» **What you are asked to do**
Output the full listing exactly as written, with no pictures in it.

» **Available records**
Start of Block

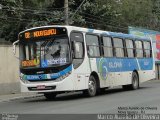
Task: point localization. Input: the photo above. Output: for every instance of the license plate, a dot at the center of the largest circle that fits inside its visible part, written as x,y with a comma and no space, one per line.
39,87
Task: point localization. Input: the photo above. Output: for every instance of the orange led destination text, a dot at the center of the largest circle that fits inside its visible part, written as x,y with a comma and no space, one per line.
40,33
28,63
44,33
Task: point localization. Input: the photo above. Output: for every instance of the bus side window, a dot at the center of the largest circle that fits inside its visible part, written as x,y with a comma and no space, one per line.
130,48
147,49
139,49
93,47
119,48
107,47
77,48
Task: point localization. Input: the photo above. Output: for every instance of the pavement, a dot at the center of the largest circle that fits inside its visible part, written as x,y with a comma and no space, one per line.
16,96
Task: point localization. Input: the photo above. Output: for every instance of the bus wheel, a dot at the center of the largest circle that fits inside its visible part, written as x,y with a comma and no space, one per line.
135,83
50,96
92,87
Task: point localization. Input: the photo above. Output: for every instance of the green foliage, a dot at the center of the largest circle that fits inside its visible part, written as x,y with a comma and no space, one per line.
111,15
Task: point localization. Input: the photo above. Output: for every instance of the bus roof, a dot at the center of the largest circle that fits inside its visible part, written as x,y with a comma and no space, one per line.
88,30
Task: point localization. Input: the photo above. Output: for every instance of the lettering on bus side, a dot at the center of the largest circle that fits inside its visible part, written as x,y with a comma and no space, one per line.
44,33
115,65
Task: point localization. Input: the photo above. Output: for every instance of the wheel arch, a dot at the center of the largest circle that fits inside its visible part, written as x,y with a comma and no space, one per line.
136,71
97,78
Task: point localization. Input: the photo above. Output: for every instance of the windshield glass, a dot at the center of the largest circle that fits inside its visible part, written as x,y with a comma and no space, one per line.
48,53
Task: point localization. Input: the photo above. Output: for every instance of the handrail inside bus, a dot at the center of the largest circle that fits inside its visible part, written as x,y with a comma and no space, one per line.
14,48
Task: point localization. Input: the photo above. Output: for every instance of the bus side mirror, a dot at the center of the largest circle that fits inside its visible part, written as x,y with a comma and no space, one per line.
73,49
14,48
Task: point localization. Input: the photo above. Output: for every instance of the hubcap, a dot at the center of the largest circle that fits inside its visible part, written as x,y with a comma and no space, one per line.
135,81
91,87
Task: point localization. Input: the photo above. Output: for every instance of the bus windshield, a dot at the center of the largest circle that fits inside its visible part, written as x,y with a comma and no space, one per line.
44,53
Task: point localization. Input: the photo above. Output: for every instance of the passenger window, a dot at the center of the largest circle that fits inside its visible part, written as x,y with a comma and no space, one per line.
139,49
130,48
107,47
147,49
93,45
119,48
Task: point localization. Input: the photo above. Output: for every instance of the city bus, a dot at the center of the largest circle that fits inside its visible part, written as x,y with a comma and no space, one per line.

End of Block

» **Expected answer**
Task: point localization. Input: the photo above. Output: for every instance of the license plate, a dot at the center of the largest circle that fits inside its visible part, written as x,y with a comma and no space, one per line.
39,87
Task: point localization. Input: the photo above. Output: for every instance of the orange led destination text, a dot at the center of the largest circle that fits inside its visible part, written as x,y with a comma and no space, one per line.
40,33
28,63
44,33
Task: point localization. Input: the photo above. Output: for every instance of the bus side window, a dot at the center of the largest circle that fits inside its visible part, written as x,y with a comma and no space, one per line.
130,48
147,49
139,49
93,47
119,48
107,47
77,48
Task: point localization. Input: the photo above. Output: for every instance of the pavement, a dot at the center of the largest circle that fits inside its visible part, written as x,y with a comma and no space, one per line.
16,96
Task: point localization. Input: the photo above. Output: for every instance of the bus wheel, a dot at the center of the largest circle that fits inside its visible part, written as x,y with a comma and no space, one per line.
135,83
50,96
92,87
Task: point localization. Input: the photo above. Output: for every instance of the green foliage, a dot at the center of the largest circle that fits inside its visible part, written as x,y with a comma and no space, one per line.
111,15
Task: point localization. Input: the photo above. Output: for every instance of the bus roof, a dot at the center of the largest circle that fits inside its visible part, written as x,y with a comma and no space, one per line.
88,30
Task: point localization. Input: the photo above. Output: for every instance of the lettering on bus side, a dot at the center of the largest circle that fits inside its visible part, written as x,y with a comma and no space, one per line.
44,33
115,65
Task: point localization. Input: the photo above. Output: for every instance of the wheel arch, a dot at the center of the largest circle that fits inside its visible part, written as x,y with a comma and no space, one per line.
136,71
97,78
Task: point localization. Input: the photo above. Output: for every instance of the windshield glass, a dot at the center of the largest circle that fits inside its visible part, written as x,y with a comma and no space, one per line.
48,53
Task: point localization. Input: the photo above. Output: for every instance of the handrail inside bus, a dot at the center of the largest circle that fits inside its visible part, written as x,y with a comma and no space, one per line.
14,48
Task: point localization. Input: the photo above. Output: for every instance of the bus side mirror, a dot at the center of the largest circle that fits inside its visible part, written as x,y with a comma and no space, one per line.
73,49
14,48
Task: point localization. Input: the photo above. Output: for every instance of the hubcap, a dot at the center of the largest circle that fits inside its visible part, written as x,y with a comma and no space, one per line.
135,81
91,87
Task: point localization. Input: the photo above. Output: for every instance of the bus windshield, a dot at the center of the largest circle that fits inside its visible part, written as x,y with a comma and no space, one per line.
44,53
Task: point localization. Input: the photo above. Output: for every instance of the passenger window, a dot at the center of the largest circle that fits inside its visible part, written as x,y with a comma and no space, one per line.
139,49
130,48
107,47
147,49
93,45
119,48
Task: point localization. Input: the photo above. Output: for every instance of the city bus, a dot at the center of the largest circle that fits inside its visible part, written as x,y with a comma and no space, one per line.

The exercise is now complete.